:: WHAT TO PRODUCE ::
Every record shown below is to be output exactly.

Extracted data entries

.....

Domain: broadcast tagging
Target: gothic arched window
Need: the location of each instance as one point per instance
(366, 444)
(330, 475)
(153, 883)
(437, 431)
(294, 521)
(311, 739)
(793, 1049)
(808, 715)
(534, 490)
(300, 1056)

.....

:: ANSWER SECTION ::
Domain: broadcast tagging
Target: gothic arched window
Need: the location of each instance as one point per instance
(366, 444)
(330, 475)
(153, 883)
(437, 431)
(294, 521)
(311, 739)
(793, 1049)
(808, 715)
(534, 490)
(300, 1056)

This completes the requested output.